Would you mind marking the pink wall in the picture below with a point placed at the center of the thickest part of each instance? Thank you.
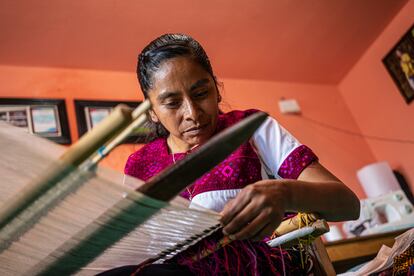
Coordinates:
(375, 102)
(341, 153)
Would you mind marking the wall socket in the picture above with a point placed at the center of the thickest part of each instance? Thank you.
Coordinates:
(289, 106)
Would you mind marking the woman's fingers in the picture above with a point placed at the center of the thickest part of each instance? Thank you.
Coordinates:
(266, 231)
(241, 219)
(233, 207)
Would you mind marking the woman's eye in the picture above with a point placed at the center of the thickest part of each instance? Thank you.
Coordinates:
(172, 104)
(201, 94)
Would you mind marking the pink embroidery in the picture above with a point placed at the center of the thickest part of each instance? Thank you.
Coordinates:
(297, 160)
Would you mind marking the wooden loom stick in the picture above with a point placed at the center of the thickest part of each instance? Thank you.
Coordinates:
(95, 239)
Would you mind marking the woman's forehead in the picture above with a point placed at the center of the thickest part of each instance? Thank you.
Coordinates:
(179, 73)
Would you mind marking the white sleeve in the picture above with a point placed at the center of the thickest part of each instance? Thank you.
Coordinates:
(273, 144)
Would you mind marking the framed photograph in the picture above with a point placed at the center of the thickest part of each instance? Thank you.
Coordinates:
(400, 64)
(89, 113)
(43, 117)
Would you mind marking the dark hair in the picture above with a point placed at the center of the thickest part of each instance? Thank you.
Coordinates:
(161, 49)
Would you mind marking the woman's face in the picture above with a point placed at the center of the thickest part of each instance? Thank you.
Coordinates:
(184, 100)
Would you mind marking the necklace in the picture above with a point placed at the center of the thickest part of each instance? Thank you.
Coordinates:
(188, 190)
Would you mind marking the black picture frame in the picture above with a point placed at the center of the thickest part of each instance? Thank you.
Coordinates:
(43, 117)
(399, 63)
(87, 111)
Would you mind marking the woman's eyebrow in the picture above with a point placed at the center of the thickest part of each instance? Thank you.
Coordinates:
(199, 83)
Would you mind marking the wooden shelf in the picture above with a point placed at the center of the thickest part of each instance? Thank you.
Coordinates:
(348, 253)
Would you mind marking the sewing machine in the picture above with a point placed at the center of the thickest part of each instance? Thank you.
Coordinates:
(389, 212)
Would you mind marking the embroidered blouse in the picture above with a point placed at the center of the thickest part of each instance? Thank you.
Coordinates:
(271, 152)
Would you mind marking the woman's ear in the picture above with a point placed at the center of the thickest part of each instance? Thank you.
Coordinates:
(153, 116)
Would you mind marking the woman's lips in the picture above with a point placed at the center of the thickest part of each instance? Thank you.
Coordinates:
(196, 130)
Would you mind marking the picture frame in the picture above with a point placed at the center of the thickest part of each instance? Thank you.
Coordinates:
(42, 117)
(399, 63)
(90, 112)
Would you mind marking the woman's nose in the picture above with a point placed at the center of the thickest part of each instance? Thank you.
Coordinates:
(191, 110)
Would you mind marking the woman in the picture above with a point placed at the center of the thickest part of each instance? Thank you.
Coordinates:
(176, 75)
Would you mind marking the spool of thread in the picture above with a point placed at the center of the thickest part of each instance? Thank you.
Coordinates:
(334, 234)
(377, 179)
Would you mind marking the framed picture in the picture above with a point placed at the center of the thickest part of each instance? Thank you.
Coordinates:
(89, 113)
(43, 117)
(400, 64)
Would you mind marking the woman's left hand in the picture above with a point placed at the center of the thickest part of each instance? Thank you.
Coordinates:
(256, 211)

----

Reproduce all of the entries above, changing "thickest part" to "widest part" wherever it occurs and leaving every other word intact. Omit the pictures from your answer.

Would you mind marking the pink wall in the picture below with a point placed at the center of the widest part of each instance? Thank you.
Coordinates:
(375, 102)
(341, 153)
Would you mind marking the wall socket in the picture above with a point placed at the center of the widest part of each instance? Thank you.
Coordinates:
(289, 106)
Would you mind marking the woman's fingers in the picture above with a point placed at the center of the widest part of each instance? Thank you.
Coordinates:
(266, 231)
(241, 219)
(233, 207)
Would you mind marking the woman's eye in the picture above with a point placed at the center of the widest part of each instance? Thank you.
Coordinates:
(172, 104)
(201, 94)
Would you mind marking the pink embroidery in the picture above with a point placed at the center of the widest part of each instance? Thank you.
Coordinates:
(297, 160)
Would you mind marking the wooden loom stick in the picture above with a point placed at the center of the widest part of each instance? Thank you.
Coordinates:
(95, 239)
Would you mind marking the woman's forehead in the picture above with a point placed at the center of the widest part of each instance? Thank you.
Coordinates:
(179, 73)
Would you mind marking the white sleeve in the picture above with a point placed at the center of the widest part of each instance? Thank you.
Coordinates:
(273, 144)
Would you mind marking the framed photograph in the picture above with a point placed at the center of the widest part of each instance? Thank you.
Coordinates:
(400, 64)
(89, 113)
(43, 117)
Would you mind marking the dark hair in the picture above with a point placed at the center of the widest part of each instance? Thank you.
Coordinates:
(161, 49)
Would you mind marking the woman's face in the picture above with a point placed at the center of the widest part of each instance? Thank you.
Coordinates:
(184, 100)
Would you mind marking the necklace in the picture above with a point placed at the center of the widest part of each instance? Thank you.
Coordinates:
(188, 190)
Would you mind marking the black picture frame in the picture above with a point placed at the center of the widest part of each instance? Thank you.
Coordinates:
(43, 117)
(399, 63)
(87, 111)
Would you mind marking the woman's eyebrow in the picture above with a point placed at the center of the widest part of each instance? Thank you.
Coordinates:
(199, 83)
Would you mind marking the wooden shelf in the picture above with a point placed at the center of the widest part of each instance? Thank you.
Coordinates:
(348, 253)
Would you mind marking the sewing machine in the picture above with a point placed at the center of the widest part of each instance? Thank you.
Coordinates:
(389, 212)
Would you mind marking the embroidered blouse in the picture above with a point placed at the center of the widest part of each instance? Thank you.
Coordinates:
(271, 152)
Would you mind marking the woman's ear in the picture above with a point placed at the center of the widest part of each instance? Thank you.
Coordinates:
(153, 116)
Would you mind marking the woman's lips in the picture above with a point placed at the center of the widest part of each instance? Thank you.
Coordinates:
(196, 130)
Would you mind marking the picture frame in the picture above with a point placed at the center of the widest part of each instance? Thank you.
Coordinates:
(42, 117)
(399, 63)
(90, 112)
Would you mind marking the woman's nose in the picture above with a point placed at the center of the widest part of each instance? Thank you.
Coordinates:
(191, 110)
Would you mind marking the woman in the picture above with a point placed at the center of the widest part of each instance? Thank you.
Coordinates:
(176, 75)
Would you mind marking the spool of thread in the picture above with a point placed at the center of the widest part of each instance? Thank you.
Coordinates:
(334, 234)
(377, 179)
Would you mind marking the framed picture in the picture above with a point placed at the center of the widest part of each instance? Thank you.
Coordinates:
(89, 113)
(43, 117)
(400, 64)
Would you mind marking the woman's left hand in the picture above with a point placed at the center of the widest part of each instance? Thank you.
Coordinates:
(256, 211)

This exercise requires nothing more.